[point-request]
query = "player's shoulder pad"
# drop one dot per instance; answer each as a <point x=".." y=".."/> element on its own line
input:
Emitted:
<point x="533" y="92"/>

### WHAT NEEDS TO BE DONE
Take the records above and write each one out again exactly.

### EXERCISE SOLUTION
[point-request]
query = "player's shoulder pad"
# drop one dot per instance; answer each as a <point x=".." y=".."/> element on its own line
input:
Emitted:
<point x="533" y="92"/>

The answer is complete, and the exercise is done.